> [Selected excerpt]:
:::::

Dollar-denominated exports grew 14.8% year-on-year, after falling 6.8% in January and February and against forecasts of a 7% contraction. Imports fell 1.4%, compared with expectations of a 5% decline.

In equity markets, housebuilders were the best performers after HSBC upgraded its stance on Barratt, Bellway, Berkeley, Crest Nicholson, Persimmon, Redrow and Taylor Wimpey.

Supermarket chain Tesco gained after saying it expects to post flat profits this year and announcing a £750m share buyback as annual earnings fell last year after it absorbed the cost on inflation instead of passing it on to customers. The company said group pre-tax profit halved to £1bn. Retail adjusted operating profit fell 6.3% to £2.49bn.

Tobacco company Imperial Brands lost ground despite saying it was on track to deliver earnings in line with expectations and low single-digit constant currency net revenue growth.

Imperial Leather maker PZ Cussons advanced after it backed its full-year expectations and posted a rise in third-quarter revenues as price increases underpinned margins.

Darktrace shares rose as the cyber security firm downgraded its full-year annual recurring revenue (ARR) guidance to the lower end of its previous range, but increased its adjusted EBITDA margin expectations.

Oxford Instruments rallied as it said trading for the full year was ahead of expectations.

Lloyds, Unite, TP Icap, ITV and Harbour Energy were all in the red as they traded without entitlement to the dividend.

:::::

> [Brief A]:
Answer these questions using the market report:
(i) By what percentage did dollar-denominated exports grow year-on-year?
(ii) How large a share buyback did Tesco announce?
(iii) How did Oxford Instruments say full-year trading compared with expectations?
The market report and the listing are unrelated to each other.

> [Stored items from a collection]:
:::::

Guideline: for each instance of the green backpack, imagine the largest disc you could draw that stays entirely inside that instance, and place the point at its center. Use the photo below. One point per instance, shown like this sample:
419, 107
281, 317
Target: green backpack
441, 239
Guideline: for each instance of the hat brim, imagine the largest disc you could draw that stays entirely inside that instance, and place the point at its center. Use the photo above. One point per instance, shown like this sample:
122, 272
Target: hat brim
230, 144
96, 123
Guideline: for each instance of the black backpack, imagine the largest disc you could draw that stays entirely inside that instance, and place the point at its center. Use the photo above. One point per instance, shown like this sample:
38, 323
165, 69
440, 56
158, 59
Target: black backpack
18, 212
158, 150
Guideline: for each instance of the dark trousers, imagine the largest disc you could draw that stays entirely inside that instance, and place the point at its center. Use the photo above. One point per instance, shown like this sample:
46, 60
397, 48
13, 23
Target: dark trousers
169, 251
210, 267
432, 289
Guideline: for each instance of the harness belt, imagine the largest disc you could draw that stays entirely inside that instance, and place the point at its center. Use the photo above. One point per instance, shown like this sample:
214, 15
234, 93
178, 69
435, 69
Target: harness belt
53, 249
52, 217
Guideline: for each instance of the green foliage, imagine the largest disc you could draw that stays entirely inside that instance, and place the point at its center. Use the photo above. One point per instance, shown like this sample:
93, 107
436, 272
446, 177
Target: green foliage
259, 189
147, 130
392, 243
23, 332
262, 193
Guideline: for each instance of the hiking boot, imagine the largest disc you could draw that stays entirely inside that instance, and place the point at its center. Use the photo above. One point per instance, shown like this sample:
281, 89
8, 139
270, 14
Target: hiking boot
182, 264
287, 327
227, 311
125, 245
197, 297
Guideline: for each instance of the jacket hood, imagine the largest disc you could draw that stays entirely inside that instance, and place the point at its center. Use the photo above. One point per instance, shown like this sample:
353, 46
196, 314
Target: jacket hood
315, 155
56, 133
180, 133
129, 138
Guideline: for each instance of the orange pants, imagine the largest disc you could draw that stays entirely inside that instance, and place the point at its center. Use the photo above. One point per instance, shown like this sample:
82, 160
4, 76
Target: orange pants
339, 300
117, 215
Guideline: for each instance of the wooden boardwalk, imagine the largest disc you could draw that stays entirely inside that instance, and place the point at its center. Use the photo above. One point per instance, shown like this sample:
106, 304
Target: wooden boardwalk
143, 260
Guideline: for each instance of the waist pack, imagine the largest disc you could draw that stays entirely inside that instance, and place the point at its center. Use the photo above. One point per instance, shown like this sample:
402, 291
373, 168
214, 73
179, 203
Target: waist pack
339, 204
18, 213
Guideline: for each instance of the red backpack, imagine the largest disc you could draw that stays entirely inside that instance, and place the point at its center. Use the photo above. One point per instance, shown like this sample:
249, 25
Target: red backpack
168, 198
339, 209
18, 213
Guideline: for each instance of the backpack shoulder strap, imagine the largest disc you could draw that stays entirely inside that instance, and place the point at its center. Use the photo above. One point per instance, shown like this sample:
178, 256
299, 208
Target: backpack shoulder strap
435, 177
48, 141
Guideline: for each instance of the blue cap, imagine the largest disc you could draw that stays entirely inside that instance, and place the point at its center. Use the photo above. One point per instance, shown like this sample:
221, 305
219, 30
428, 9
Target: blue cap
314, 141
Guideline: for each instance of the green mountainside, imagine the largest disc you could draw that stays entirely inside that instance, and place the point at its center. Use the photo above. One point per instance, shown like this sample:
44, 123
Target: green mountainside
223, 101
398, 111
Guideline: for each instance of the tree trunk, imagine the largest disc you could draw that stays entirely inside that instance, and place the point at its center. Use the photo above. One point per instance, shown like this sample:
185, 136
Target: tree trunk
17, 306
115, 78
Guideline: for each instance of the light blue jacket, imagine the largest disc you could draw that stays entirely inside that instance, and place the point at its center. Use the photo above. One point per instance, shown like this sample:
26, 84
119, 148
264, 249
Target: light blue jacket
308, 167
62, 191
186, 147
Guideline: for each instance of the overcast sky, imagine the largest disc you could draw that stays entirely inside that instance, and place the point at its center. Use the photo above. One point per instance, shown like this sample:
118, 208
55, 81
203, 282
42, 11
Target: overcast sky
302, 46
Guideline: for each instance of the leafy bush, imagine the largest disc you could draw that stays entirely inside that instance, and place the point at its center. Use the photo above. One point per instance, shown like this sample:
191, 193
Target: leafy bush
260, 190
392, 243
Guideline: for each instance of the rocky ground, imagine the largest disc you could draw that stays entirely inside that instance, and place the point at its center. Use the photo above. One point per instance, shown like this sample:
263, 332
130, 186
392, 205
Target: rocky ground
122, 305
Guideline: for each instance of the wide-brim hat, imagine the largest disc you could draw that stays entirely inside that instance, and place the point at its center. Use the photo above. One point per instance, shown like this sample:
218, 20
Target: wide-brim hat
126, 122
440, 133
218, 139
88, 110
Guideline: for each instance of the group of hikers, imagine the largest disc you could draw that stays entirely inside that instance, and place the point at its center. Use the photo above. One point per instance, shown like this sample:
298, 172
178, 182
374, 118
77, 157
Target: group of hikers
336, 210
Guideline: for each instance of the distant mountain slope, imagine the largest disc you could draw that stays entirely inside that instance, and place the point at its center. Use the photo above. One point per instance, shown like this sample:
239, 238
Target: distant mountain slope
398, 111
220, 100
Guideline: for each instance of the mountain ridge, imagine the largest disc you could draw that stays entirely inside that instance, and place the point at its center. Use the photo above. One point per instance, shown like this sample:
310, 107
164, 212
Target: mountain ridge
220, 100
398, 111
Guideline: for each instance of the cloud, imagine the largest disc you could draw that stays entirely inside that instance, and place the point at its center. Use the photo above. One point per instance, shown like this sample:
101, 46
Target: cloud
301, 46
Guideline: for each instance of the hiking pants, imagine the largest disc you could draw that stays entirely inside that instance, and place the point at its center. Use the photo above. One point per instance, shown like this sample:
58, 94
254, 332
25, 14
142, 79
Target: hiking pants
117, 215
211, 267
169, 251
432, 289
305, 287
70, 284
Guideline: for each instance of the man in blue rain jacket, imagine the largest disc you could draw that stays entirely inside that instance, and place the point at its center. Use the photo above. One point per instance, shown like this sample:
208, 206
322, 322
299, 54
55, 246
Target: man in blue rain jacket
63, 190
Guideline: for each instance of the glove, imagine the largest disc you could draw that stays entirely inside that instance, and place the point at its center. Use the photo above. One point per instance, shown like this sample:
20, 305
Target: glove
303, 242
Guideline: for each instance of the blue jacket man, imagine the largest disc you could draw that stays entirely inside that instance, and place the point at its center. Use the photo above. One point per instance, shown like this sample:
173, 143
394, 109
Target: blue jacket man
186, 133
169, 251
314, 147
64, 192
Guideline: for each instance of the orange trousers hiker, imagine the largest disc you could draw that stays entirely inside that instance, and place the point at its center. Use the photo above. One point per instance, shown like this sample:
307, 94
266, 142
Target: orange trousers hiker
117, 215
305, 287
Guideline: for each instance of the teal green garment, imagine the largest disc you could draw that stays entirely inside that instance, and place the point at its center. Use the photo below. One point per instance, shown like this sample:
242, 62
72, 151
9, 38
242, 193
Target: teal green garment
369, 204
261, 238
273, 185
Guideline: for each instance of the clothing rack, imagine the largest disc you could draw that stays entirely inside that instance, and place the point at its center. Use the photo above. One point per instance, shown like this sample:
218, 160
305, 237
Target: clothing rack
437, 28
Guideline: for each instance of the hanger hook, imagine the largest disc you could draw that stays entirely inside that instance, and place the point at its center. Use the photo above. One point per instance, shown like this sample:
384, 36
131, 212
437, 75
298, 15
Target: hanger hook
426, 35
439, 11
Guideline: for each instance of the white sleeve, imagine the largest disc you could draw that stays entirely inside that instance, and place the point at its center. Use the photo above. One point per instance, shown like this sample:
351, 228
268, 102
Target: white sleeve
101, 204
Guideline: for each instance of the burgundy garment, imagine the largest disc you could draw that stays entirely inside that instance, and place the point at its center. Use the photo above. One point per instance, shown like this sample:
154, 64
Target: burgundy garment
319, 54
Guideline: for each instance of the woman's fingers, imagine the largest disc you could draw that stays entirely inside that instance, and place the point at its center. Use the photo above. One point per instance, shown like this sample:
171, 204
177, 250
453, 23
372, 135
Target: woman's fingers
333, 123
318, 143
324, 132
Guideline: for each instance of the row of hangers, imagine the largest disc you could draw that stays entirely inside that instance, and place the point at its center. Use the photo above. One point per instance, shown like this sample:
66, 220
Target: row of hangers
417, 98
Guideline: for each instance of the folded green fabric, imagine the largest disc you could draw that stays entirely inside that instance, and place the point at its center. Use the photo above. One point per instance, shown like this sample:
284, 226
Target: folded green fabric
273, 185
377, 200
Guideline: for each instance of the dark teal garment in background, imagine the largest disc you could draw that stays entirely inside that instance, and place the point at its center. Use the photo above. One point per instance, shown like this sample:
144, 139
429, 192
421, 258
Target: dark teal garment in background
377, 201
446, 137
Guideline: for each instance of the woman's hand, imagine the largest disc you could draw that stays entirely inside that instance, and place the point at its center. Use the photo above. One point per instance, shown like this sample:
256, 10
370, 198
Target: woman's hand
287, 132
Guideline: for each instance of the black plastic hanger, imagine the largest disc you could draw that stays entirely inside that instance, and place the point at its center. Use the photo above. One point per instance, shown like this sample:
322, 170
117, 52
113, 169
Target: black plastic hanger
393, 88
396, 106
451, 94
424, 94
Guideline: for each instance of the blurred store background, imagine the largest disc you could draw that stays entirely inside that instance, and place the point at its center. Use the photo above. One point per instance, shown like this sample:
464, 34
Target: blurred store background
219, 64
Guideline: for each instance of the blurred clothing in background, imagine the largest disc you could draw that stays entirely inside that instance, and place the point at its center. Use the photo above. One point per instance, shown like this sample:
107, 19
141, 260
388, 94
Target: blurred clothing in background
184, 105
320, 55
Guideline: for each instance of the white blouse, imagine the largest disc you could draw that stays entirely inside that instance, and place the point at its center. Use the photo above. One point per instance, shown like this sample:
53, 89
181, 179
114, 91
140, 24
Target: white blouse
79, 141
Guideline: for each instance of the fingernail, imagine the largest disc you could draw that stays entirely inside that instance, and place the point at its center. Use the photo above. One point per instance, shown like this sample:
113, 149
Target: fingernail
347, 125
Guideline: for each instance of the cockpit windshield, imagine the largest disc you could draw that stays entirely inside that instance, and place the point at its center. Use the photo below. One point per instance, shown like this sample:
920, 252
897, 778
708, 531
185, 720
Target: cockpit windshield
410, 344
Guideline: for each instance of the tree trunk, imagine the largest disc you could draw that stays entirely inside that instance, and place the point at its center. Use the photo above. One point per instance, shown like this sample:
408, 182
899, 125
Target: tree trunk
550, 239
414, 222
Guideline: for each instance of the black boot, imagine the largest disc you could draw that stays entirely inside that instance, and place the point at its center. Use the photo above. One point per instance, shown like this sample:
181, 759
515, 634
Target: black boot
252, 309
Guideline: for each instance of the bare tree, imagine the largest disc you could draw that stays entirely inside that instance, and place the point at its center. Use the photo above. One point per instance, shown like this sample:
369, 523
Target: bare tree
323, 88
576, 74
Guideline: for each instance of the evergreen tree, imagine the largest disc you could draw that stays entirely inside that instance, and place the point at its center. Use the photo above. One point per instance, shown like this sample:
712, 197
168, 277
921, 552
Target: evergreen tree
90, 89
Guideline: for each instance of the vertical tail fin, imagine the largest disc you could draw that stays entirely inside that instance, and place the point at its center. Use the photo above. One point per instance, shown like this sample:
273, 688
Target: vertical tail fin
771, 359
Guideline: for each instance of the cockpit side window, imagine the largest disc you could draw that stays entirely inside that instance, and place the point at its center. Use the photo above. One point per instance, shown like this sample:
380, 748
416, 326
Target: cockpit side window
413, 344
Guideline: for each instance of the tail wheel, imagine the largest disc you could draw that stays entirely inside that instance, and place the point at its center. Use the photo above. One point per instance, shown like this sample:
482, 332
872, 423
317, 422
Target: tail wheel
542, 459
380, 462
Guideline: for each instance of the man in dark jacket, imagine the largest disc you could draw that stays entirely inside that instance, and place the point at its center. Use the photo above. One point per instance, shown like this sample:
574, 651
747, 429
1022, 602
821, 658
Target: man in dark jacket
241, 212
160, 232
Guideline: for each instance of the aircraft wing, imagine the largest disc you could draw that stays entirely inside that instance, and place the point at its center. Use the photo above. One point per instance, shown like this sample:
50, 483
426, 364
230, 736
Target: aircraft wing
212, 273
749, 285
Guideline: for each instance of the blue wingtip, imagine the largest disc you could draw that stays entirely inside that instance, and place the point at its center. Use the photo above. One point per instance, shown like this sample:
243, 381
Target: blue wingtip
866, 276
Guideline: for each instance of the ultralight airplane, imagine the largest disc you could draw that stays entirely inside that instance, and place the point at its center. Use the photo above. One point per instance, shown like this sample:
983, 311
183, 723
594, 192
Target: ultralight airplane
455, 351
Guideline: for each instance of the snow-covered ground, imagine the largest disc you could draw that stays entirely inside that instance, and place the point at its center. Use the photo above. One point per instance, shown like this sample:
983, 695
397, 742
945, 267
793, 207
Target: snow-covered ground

:::::

> [Brief B]:
Quote the listing from its first line through the line containing "Target: green backpack", with both of those lines included.

> [Worked solution A]:
(i) 14.8%
(ii) £750m
(iii) Ahead of expectations

> [Worked solution B]:
Guideline: for each instance of the green backpack, imagine the largest disc you could draw that stays entirely inside that instance, and place the point at its center. Use the photo below. One point per instance, shown like this sample:
419, 107
281, 317
Target: green backpack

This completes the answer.